> _Selected extract_:
..........
The Oak and the Reed is one of Aesop's Fables and is numbered 70 in the Perry Index. It appears in many versions: in some it is with many reeds that the oak converses and in a late rewritten version it disputes with a willow.

==The story and its variants==
There are early Greek versions of this fable and a 5th-century Latin version by Avianus. They deal with the contrasting behaviour of the oak, which trusts in its strength to withstand the storm and is blown over, and the reed that 'bends with the wind' and so survives. Most early sources see it as a parable about pride and humility, providing advice on how to survive in turbulent times. This in turn gave rise to various proverbs such as 'Better bend than break' and 'A reed before the wind lives on, while mighty oaks do fall', the earliest occurrence of which is in Geoffrey Chaucer's Troilus and Criseyde (II.1387–1389).

Aesop's Oak and the Reed has notable similarities with Mesopotamian disputation poems, especially those that feature disputes between trees (a recurring theme). Examples include the Sumerian Debate between tree and reed and the Akkadian Tamarisk and Palm. There are, however, some important genre differences between these disputation texts and the Oak and Reed, insofar as the former lack narrative dialogue and principally focus on the back-and-forth speech between the two interlocutors.

There is also an overlap here with ancient Eastern proverbs. In its Chinese form, 'A tree that is unbending is easily broken', it is found in the religious classic, the Tao Te Ching, with the commentary that 'The hard and strong will fall, the soft and weak will overcome'. A similar contrast, though involving a tree of a different kind, occurs in the Jewish Talmud and is commemorated on the 2016 "Parables of the Sages" series of postage stamps from Israel. Old sources quote a sermon by Simeon ben Eleazar, who cites the proverb "May a man be flexible like a reed and not rigid like a cedar". He then goes on to explain in the same terms as the Greek fable that, where a reed bends before the wind, the obstinate cedar is uprooted in the gale.

Another Greek variant of the fable had substituted an olive tree for the oak. Though the tree taunts the reed for its frailty and yielding to every wind, the reed does not answer back. The wisdom of its behaviour becomes apparent when the tree is snapped in the buffeting of a storm. This was the version preferred by a group of 16th century fabulists who included the French author Gilles Corrozet (1547) and two Italians, Gabriele Faerno (1564) and Giovanni Maria Verdizotti. In Heinrich Steinhowel's 1479 edition of the fables a fir tree (tanne, Latin abies in bilingual editions) is the protagonist. This suggests that the fable has become confused with that of The Fir and the Bramble, in which another tree that trusts in its superior qualities is bested. However, that too appears independently in Steinhowel's collection as "The Thornbush and the Fir" (Der Dornbusch und die Tanne). Ultimately all these versions refer back to the ancient genre of Near Eastern dispute poems which also included the tamarisk and the palm as disputants, and the poplar and the laurel.
..........
> _Task prompt_: In the text on The Oak and the Reed, which tree takes the oak's place in Heinrich Steinhowel's 1479 edition? The material has nothing to do with the fable above.
..........
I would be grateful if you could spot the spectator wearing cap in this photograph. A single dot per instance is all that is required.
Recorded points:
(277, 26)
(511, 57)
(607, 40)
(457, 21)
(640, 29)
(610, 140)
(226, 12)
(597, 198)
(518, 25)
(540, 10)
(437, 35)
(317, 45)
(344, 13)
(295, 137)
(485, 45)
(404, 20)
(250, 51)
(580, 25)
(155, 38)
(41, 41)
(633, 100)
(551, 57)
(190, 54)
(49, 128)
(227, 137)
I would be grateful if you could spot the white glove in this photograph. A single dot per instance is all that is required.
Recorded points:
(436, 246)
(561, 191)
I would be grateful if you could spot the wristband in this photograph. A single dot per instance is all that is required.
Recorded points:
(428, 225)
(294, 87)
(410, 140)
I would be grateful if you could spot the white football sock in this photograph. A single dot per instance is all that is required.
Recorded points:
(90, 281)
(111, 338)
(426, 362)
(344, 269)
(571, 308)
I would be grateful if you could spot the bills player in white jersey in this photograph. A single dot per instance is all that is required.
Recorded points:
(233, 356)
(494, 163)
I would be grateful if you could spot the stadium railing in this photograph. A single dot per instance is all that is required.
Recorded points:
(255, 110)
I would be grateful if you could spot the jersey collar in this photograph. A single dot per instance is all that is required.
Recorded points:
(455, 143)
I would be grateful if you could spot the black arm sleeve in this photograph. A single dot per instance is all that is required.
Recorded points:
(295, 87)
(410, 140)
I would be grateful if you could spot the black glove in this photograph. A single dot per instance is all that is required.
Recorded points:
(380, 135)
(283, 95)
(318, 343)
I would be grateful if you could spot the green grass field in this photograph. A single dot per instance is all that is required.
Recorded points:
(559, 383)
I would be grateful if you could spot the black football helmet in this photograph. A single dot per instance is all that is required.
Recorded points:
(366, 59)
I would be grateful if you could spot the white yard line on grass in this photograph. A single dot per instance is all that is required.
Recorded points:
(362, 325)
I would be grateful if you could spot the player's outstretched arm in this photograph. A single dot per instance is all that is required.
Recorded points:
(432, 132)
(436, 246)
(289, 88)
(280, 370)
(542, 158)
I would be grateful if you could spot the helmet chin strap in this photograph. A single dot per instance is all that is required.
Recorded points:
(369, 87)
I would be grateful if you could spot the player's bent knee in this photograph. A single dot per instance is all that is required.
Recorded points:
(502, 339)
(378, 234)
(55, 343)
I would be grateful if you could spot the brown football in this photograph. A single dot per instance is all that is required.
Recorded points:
..........
> _Solution to this problem_: A fir tree.